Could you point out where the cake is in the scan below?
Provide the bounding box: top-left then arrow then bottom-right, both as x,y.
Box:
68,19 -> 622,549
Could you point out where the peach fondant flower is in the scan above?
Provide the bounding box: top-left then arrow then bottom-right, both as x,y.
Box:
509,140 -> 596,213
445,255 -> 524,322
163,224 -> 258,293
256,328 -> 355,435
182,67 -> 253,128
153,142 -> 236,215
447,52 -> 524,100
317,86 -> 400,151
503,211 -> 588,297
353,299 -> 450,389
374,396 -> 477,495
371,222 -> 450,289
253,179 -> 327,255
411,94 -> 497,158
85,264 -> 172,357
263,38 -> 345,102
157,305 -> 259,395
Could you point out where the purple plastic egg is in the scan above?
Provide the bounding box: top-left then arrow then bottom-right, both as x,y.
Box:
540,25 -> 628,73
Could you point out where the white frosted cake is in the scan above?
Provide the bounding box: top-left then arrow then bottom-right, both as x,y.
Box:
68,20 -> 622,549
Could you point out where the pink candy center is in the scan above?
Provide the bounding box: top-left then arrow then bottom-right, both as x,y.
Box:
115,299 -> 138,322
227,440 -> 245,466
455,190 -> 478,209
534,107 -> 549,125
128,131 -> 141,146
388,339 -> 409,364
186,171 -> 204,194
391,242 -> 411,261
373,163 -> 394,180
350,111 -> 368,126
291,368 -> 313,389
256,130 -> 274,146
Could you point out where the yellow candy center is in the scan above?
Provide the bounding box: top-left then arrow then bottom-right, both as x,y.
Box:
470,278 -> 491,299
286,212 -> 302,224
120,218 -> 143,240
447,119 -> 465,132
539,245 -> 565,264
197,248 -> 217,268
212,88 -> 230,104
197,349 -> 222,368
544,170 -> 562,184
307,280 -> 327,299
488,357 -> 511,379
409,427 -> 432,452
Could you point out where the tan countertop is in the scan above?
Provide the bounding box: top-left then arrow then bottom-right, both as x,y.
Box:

---

(DIRECTIVE)
Convert every line of the records above into a JSON array of strings, one string per line, leaving out any blank lines.

(WRITTEN ANSWER)
[
  "Could you point out where the cake is in the scan below?",
  "Provide the bounding box: top-left then arrow then bottom-right, both as x,y.",
  "Box:",
  "68,19 -> 622,549",
  "Could you point out where the peach fondant flower is in the scan above?",
  "Provide the bounding box: top-left then arrow then bottom-right, both as x,y.",
  "Box:",
  "509,140 -> 596,213",
  "445,255 -> 524,322",
  "163,224 -> 258,293",
  "256,328 -> 355,435",
  "182,67 -> 253,128",
  "153,142 -> 236,215",
  "447,52 -> 524,100",
  "317,86 -> 400,151",
  "503,211 -> 588,297",
  "353,299 -> 450,389",
  "374,396 -> 477,495",
  "371,222 -> 450,289",
  "253,179 -> 327,255",
  "411,94 -> 497,158",
  "85,264 -> 172,357",
  "263,38 -> 345,102",
  "157,305 -> 259,395",
  "Could you point out where the purple plastic egg is in the scan above?",
  "Provide the bounding box: top-left then arrow then bottom-right, both as x,y.",
  "Box:",
  "540,25 -> 628,73",
  "Could you point out where the white frosted cake is in the scan above?",
  "Provide the bounding box: top-left then arrow then bottom-right, both as x,y.",
  "Box:",
  "68,20 -> 622,549",
  "Could you point out where the pink candy center is in the scan above?",
  "Provide the bounding box: top-left then arrow then bottom-right, both as x,y.",
  "Box:",
  "115,299 -> 138,322",
  "227,440 -> 245,466",
  "455,190 -> 478,209",
  "534,107 -> 549,125",
  "128,131 -> 141,146",
  "388,339 -> 409,364",
  "186,171 -> 204,194",
  "391,242 -> 411,261",
  "373,163 -> 394,180",
  "350,111 -> 368,126",
  "291,368 -> 313,389",
  "256,130 -> 274,146",
  "Could you point out where the yellow candy center is in the scan above?",
  "Provide the bounding box: top-left then arrow then bottom-right, both as x,y.",
  "Box:",
  "470,278 -> 491,299",
  "286,212 -> 302,224",
  "120,218 -> 143,240",
  "447,119 -> 465,132",
  "539,245 -> 565,264",
  "197,248 -> 217,268",
  "212,88 -> 230,104",
  "197,349 -> 222,368",
  "544,170 -> 562,184",
  "307,280 -> 327,299",
  "488,357 -> 511,379",
  "409,427 -> 432,452",
  "Could you point out where the tan countertop is in the scan above?",
  "Provide the bounding box: top-left then arrow then bottom-right, both as x,y.",
  "Box:"
]